• ZU PRÜFENDER TEXT
Tori & Lokita

Tori et Lokita

Belgien/F 2022 · 89 min. · FSK: ab 16
Regie: Jean-Pierre Dardenne, Luc Dardenne
Drehbuch: ,
Kamera: Benoît Dervaux
Darsteller: Pablo Schils, Joely Mbundu, Charlotte De Bruyne, Tijmen Govaerts, Marc Zinga u.a.
Abschieben oder nicht abschieben, gehen oder bleiben...
(Foto: Cinejoy Movies)

Bitteres Ringen um echte Lebenschancen

Die Migrationsgeschichte der Dardennes über die Teenagerin Lokita und die elfjährige Tori aus Westafrika ist harte sozialrealistische Kost

Mit erheb­li­cher Verzö­ge­rung kommt nun endlich das jüngste Werk von Jean-Pierre und Luc Dardenne in die deutschen Kinos. Bei der Urauf­füh­rung in Cannes 2022 gewann der zwölfte Langfilm der belgi­schen Regie­brüder den Sonder­preis zum 75. Jubiläum der Film­fest­spiele. Kein Wunder, dass sich der Verleih Zeit gelassen hat mit der Kino­aus­wer­tung: Die Migran­ten­tra­gödie über zwei Minder­jäh­rige aus Afrika, die in der Region Lüttich mit Ignoranz und Behör­den­stur­heit, Drogen­kri­mi­na­lität und moderner Sklaverei konfron­tiert werden, ist harte Kost. Bedrü­ckender jeden­falls als die sozi­al­kri­ti­schen Gesell­schafts­dramen, mit denen die Dardennes berühmt geworden sind und für die sie zwei Mal die Goldene Palme gewonnen haben: 1999 für Rosetta und 2005 für Das Kind.

• DATENBEREICH
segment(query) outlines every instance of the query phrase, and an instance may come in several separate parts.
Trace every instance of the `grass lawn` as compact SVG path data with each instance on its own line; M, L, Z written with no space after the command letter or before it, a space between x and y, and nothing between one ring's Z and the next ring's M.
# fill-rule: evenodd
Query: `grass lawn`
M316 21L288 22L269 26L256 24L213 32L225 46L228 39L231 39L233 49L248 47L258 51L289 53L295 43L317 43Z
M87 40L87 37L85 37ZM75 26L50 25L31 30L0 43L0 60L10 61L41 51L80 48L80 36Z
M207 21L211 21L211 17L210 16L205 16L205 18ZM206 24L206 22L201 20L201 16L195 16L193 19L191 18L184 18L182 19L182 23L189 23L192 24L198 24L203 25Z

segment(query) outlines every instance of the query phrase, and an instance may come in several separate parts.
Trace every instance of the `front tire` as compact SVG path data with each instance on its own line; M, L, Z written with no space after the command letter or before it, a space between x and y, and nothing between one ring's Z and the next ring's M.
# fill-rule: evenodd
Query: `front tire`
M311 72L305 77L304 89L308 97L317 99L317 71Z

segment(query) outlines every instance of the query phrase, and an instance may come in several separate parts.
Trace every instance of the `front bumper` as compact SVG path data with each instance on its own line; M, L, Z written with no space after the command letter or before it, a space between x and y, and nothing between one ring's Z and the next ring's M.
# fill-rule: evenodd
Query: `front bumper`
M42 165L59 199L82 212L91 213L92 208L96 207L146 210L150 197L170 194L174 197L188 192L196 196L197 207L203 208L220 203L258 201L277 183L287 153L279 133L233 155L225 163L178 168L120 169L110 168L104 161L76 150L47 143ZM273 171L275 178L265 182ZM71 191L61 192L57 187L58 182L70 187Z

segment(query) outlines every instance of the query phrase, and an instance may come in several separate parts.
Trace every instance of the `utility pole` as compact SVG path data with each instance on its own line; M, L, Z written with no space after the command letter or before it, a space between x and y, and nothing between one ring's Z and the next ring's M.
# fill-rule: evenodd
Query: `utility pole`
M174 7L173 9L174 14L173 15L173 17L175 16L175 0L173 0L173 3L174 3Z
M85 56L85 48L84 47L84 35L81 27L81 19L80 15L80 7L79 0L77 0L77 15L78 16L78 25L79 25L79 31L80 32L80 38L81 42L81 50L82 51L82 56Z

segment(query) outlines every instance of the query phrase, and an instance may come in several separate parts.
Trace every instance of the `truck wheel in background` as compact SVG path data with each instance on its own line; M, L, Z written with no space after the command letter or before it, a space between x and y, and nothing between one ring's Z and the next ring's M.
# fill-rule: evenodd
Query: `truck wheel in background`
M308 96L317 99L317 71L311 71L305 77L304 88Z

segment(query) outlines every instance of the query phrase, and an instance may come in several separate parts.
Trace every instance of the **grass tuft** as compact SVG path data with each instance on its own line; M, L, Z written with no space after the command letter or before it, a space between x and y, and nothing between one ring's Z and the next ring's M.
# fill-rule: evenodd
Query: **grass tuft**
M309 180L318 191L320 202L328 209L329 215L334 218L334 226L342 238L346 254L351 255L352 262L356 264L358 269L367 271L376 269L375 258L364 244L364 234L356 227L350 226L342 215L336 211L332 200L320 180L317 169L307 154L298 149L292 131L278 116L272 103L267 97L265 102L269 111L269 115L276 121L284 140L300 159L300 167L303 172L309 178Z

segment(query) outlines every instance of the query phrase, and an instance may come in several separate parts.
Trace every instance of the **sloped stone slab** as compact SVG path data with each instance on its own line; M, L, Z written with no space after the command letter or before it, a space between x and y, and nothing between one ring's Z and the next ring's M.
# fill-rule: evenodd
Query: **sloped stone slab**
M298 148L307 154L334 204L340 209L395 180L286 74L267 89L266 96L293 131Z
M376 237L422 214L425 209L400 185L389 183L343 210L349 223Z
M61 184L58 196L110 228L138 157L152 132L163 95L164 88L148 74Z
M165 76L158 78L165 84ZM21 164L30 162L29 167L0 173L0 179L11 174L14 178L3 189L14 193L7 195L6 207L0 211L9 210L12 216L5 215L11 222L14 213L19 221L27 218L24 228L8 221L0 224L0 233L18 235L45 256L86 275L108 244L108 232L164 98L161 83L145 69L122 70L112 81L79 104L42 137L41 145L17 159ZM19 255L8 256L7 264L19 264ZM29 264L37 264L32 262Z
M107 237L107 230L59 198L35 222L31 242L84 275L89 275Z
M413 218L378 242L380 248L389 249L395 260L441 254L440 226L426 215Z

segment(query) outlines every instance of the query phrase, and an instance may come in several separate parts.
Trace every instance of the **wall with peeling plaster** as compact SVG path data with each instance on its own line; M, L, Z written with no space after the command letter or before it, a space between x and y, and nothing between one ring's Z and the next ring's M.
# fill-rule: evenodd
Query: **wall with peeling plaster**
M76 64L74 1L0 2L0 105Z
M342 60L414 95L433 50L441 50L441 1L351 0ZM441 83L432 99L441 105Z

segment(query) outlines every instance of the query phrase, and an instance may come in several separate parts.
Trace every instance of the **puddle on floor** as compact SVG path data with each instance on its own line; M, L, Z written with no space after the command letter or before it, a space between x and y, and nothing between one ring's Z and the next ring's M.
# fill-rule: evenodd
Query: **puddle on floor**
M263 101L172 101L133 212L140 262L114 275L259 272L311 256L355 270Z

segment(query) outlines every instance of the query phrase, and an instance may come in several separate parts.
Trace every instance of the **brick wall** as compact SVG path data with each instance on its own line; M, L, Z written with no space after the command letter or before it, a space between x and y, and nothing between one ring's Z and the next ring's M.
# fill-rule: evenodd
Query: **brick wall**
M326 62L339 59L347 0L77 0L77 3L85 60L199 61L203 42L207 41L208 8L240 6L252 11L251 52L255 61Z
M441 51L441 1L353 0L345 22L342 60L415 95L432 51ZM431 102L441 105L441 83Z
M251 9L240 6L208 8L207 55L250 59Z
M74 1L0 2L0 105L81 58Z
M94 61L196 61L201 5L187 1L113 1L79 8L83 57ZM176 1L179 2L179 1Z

• ERWARTETE LEISTUNG
Setze die Filmkritik zu „Tori & Lokita“ im Anschluss an ihren letzten Satz fort.

• LÖSUNG DER AUFGABE
Die jugend­liche Lokita und der elfjäh­rige Tori, die sich auf dem Weg aus West­afrika nach Europa kennen­ge­lernt haben, schlagen sich in Belgien mehr schlecht als recht durch, helfen sich aber gegen­seitig so gut es geht. Für den Koch einer Trattoria bringen sie Drogen­päck­chen zu den Kunden in der Stadt, bekommen für den gefähr­li­chen Job aber nur geringen Lohn. Noch dazu beutet dieser Lokita auch sexuell aus. Tori hat eine Aufent­halts­er­laubnis ergattert, weil er in Benin als angeb­li­ches Hexenkind verfolgt wurde. Um ebenfalls eine solche Erlaubnis zu bekommen, gibt sich Lokita, die ihre Mutter und Brüder versorgen soll und den Schleu­sern noch Geld schuldet, als seine Schwester aus. Doch eine miss­traui­sche Sach­be­ar­bei­terin der zustän­digen Behörde glaubt ihr nicht und verlangt einen DNA-Test. Lokita taucht unter und verdingt sich bei Drogen­händ­lern, für die sie drei Monate eine illegale Cannabis-Plantage bewachen soll – für einen gefälschten Pass und Geld. Doch der treue Tori spürt sie auf und versucht, ihr abermals zu helfen.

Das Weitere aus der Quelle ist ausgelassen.